◆ What to work on: Drop every picture and give the entries back exactly.

◆ Extracted entries:
=-=-=
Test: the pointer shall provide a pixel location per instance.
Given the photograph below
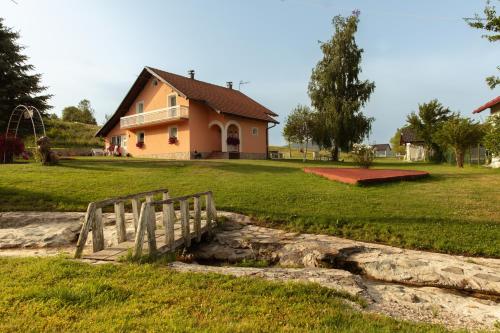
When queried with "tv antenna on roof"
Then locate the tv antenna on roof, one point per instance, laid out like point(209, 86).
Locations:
point(242, 83)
=-=-=
◆ Solved exercise:
Test: the pointer shall provide a pixel location per instance.
Given the photograph below
When queried with "tv antenna on roof"
Then locate the tv antenna on roof, one point per instance, laid out like point(209, 86).
Locations:
point(242, 83)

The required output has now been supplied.